** What to do **
a - Rewrite the bylaws extract between "SECTION 6. Other" and "the term of office.", inclusive, putting "Election Tellers Committee" in place of "Committee of Tellers".
b - Extend the bylaws extract with new text that picks up after its final sentence.

--- Start of Selected extract ---

G. Filling of Vacated Offices. If a duly elected President is unable to take office or vacates the office during the term of service, the Vice-President shall be declared President for the remainder of that normal term. The Steering Committee shall have power to fill all other vacancies until the next election. 

H. The Vote for Elected Office. If the vote for any elective office remains tied after ballots are counted, the Secretary shall resubmit the names of the same nominees for the contested office to the Division membership within 30 days of notification by the President. If the results of the second ballot do not decide the election the Steering Committee (including the current officer of the position for which the election is being held) will vote and submit their ballots to the current Secretary. 

SECTION 6. Other Committees 

A. A two-person Committee of Tellers shall be appointed each year by the President at the appropriate time. This committee shall verify the results compiled by the Secretary and certify the election of officers, State Representatives, and committees. A two-person Auditing Committee shall be appointed by the Steering Committee at least once during each Treasurer’s term of office. That committee shall examine the books of the Division and shall report the results of the examination to the Annual Business Meeting. No member of the Steering, Nominating, or Honors Committee shall serve on either the Auditing Committee or the Committee of Tellers, and no former officer shall serve on the Auditing Committee within two years of the conclusion of the term of office.

B. Any other needed committees and members (e.g. an Editorial Committee, a Program Committee, and a Membership Committee) shall be appointed by the Steering Committee at the recommendation of the Editor, the Vice President, and the Treasurer, respectively, to aid those officers in the discharge of the indicated duties.

--- End of Selected extract ---
--- Start of Stored data ---

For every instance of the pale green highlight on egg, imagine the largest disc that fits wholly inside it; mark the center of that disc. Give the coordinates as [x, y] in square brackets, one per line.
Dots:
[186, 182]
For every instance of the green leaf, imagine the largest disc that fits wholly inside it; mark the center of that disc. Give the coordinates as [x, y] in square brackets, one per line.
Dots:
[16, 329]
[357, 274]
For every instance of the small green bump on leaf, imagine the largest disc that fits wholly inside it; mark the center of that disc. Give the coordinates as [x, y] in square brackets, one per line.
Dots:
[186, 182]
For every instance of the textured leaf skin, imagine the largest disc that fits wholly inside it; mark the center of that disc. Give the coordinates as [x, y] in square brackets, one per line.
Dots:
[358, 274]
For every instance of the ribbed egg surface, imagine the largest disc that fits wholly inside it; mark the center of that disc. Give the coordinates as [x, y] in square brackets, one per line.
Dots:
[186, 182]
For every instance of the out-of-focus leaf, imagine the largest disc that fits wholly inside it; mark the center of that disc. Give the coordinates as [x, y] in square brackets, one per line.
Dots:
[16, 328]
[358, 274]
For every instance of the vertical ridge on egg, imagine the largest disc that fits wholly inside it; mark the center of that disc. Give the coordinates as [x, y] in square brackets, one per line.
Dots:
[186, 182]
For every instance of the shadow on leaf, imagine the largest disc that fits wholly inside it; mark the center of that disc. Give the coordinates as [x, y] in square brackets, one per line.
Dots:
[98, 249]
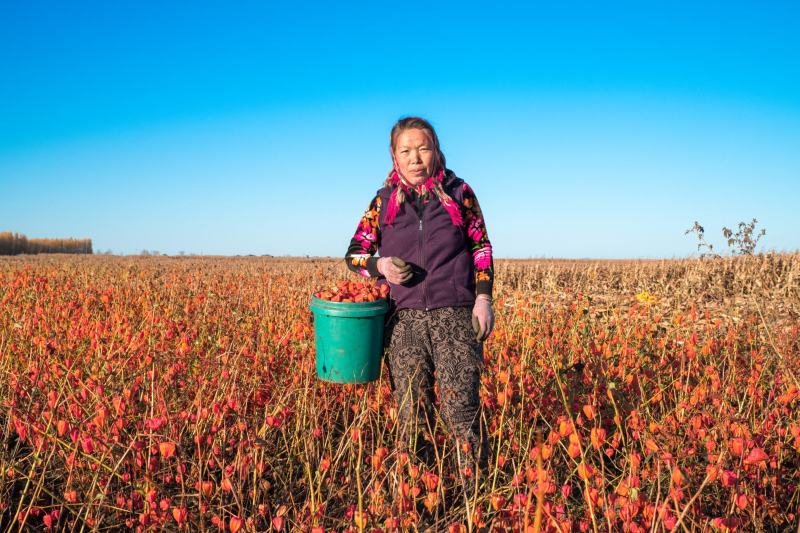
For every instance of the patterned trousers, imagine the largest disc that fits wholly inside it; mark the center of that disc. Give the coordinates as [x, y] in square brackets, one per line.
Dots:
[442, 341]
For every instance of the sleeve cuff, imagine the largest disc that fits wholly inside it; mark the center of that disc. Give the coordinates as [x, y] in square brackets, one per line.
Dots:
[372, 267]
[483, 287]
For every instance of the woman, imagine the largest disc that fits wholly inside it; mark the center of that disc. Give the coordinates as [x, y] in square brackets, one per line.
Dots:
[428, 230]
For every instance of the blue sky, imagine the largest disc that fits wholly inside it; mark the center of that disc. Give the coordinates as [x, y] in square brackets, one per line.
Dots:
[586, 129]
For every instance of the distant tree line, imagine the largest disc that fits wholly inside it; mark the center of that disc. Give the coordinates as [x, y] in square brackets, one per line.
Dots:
[16, 243]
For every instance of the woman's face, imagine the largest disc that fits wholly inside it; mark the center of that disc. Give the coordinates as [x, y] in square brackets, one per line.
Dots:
[414, 155]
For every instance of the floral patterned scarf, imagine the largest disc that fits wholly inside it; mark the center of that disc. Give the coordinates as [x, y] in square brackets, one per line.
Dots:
[401, 188]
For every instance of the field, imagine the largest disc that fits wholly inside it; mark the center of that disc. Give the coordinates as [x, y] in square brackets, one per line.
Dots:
[180, 394]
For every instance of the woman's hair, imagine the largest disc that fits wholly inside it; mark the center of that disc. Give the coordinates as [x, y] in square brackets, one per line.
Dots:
[419, 123]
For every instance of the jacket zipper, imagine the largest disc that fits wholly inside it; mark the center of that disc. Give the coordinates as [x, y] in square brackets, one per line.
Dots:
[422, 261]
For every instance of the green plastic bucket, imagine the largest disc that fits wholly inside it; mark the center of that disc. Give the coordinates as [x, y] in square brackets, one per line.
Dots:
[349, 339]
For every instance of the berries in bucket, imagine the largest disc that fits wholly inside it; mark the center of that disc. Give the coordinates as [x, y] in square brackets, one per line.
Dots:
[354, 291]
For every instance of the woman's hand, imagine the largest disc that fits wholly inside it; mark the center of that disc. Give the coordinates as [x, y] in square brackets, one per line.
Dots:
[394, 269]
[482, 317]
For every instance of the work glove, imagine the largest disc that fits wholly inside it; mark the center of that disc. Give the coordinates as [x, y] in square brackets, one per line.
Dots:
[482, 318]
[394, 269]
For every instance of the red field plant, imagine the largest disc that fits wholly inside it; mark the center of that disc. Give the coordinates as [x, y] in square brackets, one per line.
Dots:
[180, 394]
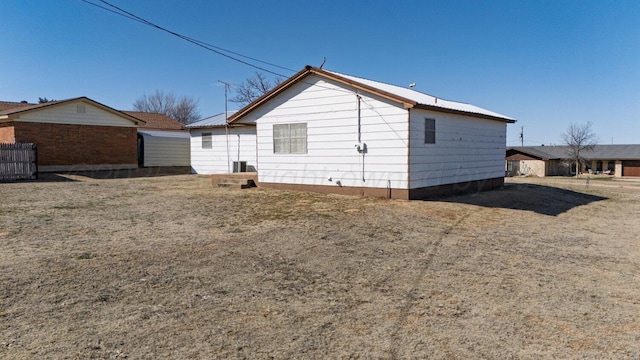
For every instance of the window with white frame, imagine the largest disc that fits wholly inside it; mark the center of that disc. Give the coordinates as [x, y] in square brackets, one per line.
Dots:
[290, 138]
[429, 131]
[207, 141]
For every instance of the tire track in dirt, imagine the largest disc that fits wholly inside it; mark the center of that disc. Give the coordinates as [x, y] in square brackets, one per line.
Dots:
[413, 294]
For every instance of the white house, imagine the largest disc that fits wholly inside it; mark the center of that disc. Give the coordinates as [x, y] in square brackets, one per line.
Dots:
[329, 132]
[221, 148]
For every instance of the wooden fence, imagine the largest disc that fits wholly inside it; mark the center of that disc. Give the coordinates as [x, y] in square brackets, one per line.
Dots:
[18, 162]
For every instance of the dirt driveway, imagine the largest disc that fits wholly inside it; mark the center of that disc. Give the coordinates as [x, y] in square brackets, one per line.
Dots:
[170, 267]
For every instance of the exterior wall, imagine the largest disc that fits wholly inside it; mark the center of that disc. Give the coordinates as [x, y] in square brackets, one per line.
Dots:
[7, 133]
[242, 147]
[71, 114]
[466, 149]
[331, 114]
[80, 147]
[166, 148]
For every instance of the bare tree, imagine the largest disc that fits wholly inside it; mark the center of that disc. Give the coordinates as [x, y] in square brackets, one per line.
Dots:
[579, 139]
[44, 100]
[254, 87]
[184, 109]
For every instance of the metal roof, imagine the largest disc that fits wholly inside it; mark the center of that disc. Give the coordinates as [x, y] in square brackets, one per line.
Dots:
[182, 134]
[599, 152]
[212, 121]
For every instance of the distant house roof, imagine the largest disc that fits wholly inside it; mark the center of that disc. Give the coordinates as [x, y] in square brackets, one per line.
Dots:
[599, 152]
[155, 120]
[217, 120]
[12, 113]
[409, 98]
[164, 133]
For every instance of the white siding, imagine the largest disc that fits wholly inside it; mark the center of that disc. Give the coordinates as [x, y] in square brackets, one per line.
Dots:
[331, 114]
[241, 144]
[166, 148]
[69, 114]
[466, 149]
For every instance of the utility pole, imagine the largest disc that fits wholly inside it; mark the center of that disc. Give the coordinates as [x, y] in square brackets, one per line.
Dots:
[226, 121]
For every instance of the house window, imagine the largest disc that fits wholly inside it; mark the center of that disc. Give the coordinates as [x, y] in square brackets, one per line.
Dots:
[429, 131]
[207, 142]
[290, 138]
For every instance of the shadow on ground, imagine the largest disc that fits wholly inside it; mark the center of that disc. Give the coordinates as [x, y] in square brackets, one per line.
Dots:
[541, 199]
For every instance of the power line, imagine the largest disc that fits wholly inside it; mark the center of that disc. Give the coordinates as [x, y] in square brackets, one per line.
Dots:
[216, 49]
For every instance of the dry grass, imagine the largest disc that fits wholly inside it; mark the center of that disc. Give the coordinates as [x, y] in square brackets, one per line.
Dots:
[170, 267]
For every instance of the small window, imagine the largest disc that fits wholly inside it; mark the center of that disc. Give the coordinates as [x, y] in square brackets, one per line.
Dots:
[207, 142]
[429, 131]
[290, 138]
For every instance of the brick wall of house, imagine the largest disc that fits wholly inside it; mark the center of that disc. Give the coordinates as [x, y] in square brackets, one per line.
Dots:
[60, 144]
[6, 133]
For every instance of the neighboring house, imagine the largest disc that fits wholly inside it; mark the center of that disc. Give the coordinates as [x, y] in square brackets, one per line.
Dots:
[329, 132]
[162, 141]
[74, 134]
[221, 148]
[617, 160]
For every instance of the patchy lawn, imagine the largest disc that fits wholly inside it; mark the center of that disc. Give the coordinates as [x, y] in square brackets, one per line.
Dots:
[171, 267]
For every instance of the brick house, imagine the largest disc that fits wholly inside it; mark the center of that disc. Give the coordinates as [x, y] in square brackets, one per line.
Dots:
[73, 134]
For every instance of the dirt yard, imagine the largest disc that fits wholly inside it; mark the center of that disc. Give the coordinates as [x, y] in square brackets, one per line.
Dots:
[171, 267]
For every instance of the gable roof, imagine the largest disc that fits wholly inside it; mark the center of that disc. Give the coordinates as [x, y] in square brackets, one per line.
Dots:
[409, 98]
[155, 120]
[218, 120]
[599, 152]
[15, 112]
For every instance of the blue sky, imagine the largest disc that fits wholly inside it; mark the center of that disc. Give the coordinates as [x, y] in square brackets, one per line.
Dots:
[545, 63]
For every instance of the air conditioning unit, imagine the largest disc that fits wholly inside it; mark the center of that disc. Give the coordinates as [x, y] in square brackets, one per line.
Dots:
[239, 166]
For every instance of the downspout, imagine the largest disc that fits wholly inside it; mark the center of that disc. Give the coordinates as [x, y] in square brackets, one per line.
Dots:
[238, 152]
[361, 147]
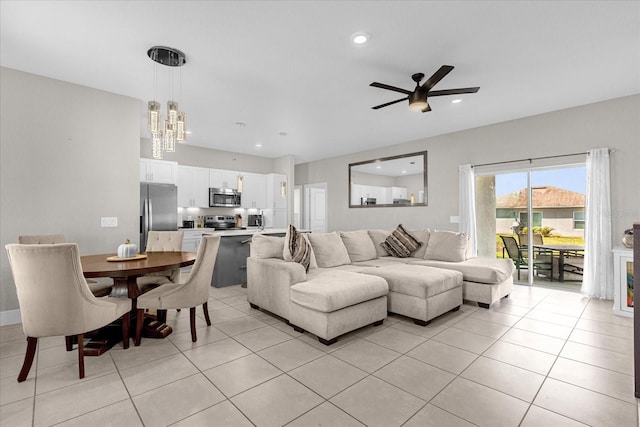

--- End of Stored data ---

** Set of answers **
a -
SECTION 6. Other Committees 

A. A two-person Election Tellers Committee shall be appointed each year by the President at the appropriate time. This committee shall verify the results compiled by the Secretary and certify the election of officers, State Representatives, and committees. A two-person Auditing Committee shall be appointed by the Steering Committee at least once during each Treasurer’s term of office. That committee shall examine the books of the Division and shall report the results of the examination to the Annual Business Meeting. No member of the Steering, Nominating, or Honors Committee shall serve on either the Auditing Committee or the Election Tellers Committee, and no former officer shall serve on the Auditing Committee within two years of the conclusion of the term of office.

b -
C. Other committees may be appointed by the President, the Executive Committee, or the Steering Committee, all subject to approval of the Steering Committee, to carry out appropriate functions of the Division. Such Committees shall report to the Steering Committee as directed and shall exist at the pleasure of the Steering Committee. 

SECTION 7. Meetings 

A. Annual Meeting. At least one meeting of the Division shall be held annually, in the fall, the dates to be set by the Steering Committee. The place of the meeting shall be chosen at least two years in advance. The Steering Committee will present one or more recommendations, based upon invitations received previously, to be voted upon by the membership at the Annual Business Meeting.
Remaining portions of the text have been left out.